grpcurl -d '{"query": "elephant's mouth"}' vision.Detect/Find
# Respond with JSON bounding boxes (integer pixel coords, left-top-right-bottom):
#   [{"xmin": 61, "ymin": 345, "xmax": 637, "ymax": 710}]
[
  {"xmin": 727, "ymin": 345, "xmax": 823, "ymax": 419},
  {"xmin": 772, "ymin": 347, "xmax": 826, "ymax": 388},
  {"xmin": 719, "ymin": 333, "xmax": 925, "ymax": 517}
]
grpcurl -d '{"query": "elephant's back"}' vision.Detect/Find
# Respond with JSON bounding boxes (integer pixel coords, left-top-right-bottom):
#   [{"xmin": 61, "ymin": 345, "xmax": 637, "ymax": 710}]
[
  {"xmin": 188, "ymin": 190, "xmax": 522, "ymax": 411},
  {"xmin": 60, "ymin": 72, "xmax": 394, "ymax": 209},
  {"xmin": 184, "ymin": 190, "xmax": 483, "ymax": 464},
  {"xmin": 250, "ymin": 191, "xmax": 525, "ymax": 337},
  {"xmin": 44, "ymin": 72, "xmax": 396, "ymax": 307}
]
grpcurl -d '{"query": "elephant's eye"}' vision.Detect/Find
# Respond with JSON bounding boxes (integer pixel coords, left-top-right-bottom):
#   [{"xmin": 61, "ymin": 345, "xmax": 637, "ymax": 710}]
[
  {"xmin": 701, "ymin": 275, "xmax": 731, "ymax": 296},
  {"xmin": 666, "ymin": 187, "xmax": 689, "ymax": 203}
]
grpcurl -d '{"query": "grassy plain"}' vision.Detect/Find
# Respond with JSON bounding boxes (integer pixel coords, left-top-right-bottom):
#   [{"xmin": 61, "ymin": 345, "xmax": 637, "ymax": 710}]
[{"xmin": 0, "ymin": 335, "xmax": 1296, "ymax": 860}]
★ ★ ★ ★ ★ ★ ★
Problem details: Each line holding "Detect" in the records should be copied out.

Answer:
grpcurl -d '{"query": "elephant's mouth"}' vision.Detect/Find
grpcurl -d '{"query": "elephant's back"}' vision.Detect/Find
grpcurl -d '{"query": "elephant's eye"}' vision.Detect/Find
grpcurl -d '{"query": "grassy plain"}' vision.Detect/Find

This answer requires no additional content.